> **Text passage**:
+++++
C Memory layout question

[tntcoder]

Hi,

With variables like an 8 byte double or 4 byte int, is the memory layout exactly the same across Windows, Linux and OSX assuming the endianness is the same?

Say for example, I copy 8 bytes from a double on Linux into a double on Windows, will it work or explode?

Thanks,

Jack

 

[Spyhop]

As far as a uint32 goes, what else could impact it apart from endianness? Each bit is just a flag for 2^n and there's no metadata to worry about.

Presumably all of the environments expect floating point encoding to use the same standard (IEEE 754..?) but I don't know much about that!

 

[tntcoder]

Ok thanks a lot sounds like it should be fine, assuming the OS sticks to the IEEE standards.

 

[Pulseammo]

Not all types are the same length on all platforms if that is what you are asking... i.e. a long or a double may be a different length depending on the compiler. (Not entirely sure how often they are different in practice though, I'm sure I've seen a table somewhere)

 

[braz2kuk]

Not all types are the same length on all platforms if that is what you are asking... i.e. a long or a double may be a different length depending on the compiler. (Not entirely sure how often they are different in practice though, I'm sure I've seen a table somewhere)

As said it does depend on the type of compiler as far as i am aware, and i have seen a table but cannot remember where, maybe a google search may help.

 

[MrWhippy]

...

Say for example, I copy 8 bytes from a double on Linux into a double on Windows...

and how do you plan to do that? (not taking the mick here, but if you can explain how you would do that, i think you might answer your questions)

 

[tntcoder]

and how do you plan to do that? (not taking the mick here, but if you can explain how you would do that, i think you might answer your questions)

Ok thanks guys, let me give an example of what im doing, I need to save data in double variables (8 bytes) to disk (I know this isnt the best way but its ideal for what im doing), and i need it to work for windows, mac and linux. Is a double 8 bytes on all these OSs, and is the memory encoding IEEE standard?

example of how im doing this: (working fine on linux, havent tested on windows/mac)

double a = 4;
unsigned char *p = (unsigned char *) &a;

for(int i = 0; i < sizeof(double); i++)
+++++
Stored dataset items:
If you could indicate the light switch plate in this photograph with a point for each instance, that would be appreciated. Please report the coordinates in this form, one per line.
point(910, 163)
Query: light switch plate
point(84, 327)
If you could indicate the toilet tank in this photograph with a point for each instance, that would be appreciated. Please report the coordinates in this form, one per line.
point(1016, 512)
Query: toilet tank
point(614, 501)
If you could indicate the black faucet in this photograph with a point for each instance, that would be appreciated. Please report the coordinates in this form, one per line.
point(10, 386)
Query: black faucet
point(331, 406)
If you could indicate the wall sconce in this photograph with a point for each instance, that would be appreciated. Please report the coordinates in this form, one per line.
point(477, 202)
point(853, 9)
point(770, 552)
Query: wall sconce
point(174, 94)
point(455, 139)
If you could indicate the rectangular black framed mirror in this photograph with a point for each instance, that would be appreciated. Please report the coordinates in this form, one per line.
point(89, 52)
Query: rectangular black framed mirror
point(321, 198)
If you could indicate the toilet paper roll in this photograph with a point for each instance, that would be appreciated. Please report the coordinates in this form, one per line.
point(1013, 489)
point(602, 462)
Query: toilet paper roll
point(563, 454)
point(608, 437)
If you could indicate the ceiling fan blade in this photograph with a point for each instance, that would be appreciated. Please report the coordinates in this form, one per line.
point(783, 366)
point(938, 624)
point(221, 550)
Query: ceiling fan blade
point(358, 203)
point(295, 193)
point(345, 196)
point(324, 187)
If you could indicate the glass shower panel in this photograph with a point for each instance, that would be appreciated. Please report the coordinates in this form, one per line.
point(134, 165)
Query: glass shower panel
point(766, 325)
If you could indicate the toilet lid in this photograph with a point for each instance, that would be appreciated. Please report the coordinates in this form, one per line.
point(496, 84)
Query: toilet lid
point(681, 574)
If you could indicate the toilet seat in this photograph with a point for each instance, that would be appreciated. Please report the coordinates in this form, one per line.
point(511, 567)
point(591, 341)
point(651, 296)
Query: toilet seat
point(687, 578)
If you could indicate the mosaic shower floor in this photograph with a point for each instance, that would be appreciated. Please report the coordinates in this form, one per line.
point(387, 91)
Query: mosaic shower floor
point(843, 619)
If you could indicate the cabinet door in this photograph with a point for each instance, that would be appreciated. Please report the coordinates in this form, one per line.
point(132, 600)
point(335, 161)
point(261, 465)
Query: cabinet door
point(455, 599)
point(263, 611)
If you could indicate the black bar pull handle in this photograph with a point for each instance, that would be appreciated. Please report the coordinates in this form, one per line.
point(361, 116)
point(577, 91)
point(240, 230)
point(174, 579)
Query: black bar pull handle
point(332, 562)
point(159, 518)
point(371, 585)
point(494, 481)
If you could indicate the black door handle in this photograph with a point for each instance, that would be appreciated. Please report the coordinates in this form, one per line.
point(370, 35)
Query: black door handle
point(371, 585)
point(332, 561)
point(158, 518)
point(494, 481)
+++++
> **Given task 1**:
Can you rewrite the part of the C memory layout thread that opens with the words containing "With variables like" and closes with "is the same?", changing "Windows" to "Solaris"?
> **Given task 2**:
Answer these questions about the C memory layout thread:
(a) How many bytes does the opening post give for a double?
(b) Which standard does Spyhop suggest the environments use for floating point encoding?
(c) What value is assigned to the variable a in the code tntcoder posts?
> **Given task 3**:
Can you continue the C memory layout thread from where it stops?

> **Output 1**:
With variables like an 8 byte double or 4 byte int, is the memory layout exactly the same across Solaris, Linux and OSX assuming the endianness is the same?

> **Output 2**:
(a) 8 bytes
(b) IEEE 754
(c) 4

> **Output 3**:
{
      bytes.append(p[i]);
}

Thanks,
Jack

 

[Pulseammo]

With that code you may run into trouble reading the binary file back into doubles if for instance it was compiled and saved in one compiler that used, for the sake of argument, 4 bytes for a double and then tried to load it off of a compiler that used an 8 byte double because then essentially you'd end up trying to read 8 bytes and run into your other data.

Unfortunately I don't know how real world that information is, basically look up the information sizes for your types in the GCC manual, the VC manual (or mingw, or whatever you plan to compile with for windows), and see if the types are the same size. I think to avoid the problem you'd need to use the lower type size, basically limiting the precision a bit.

Heres the list for VC:
http://msdn.microsoft.com/en-us/library/cc953fe1(VS.80).aspx

IIRC the C++ spec basically says that the next type up can't be smaller than the next type down. (You can see that for the VC compiler as the double and long double are the same size).

 

[dave-lew99]

What you would do in this case is to encode everything into split bytes, so an 8 byte double would suddenly become 8 unsigned char's.

Each version of your software would have the appropriate re-construction routines for that platform/compiler.

Doing this is useful as it also solves the floating point/network problem (there are issues sending floating point numbers across a network so you just encode them into lots of single bytes)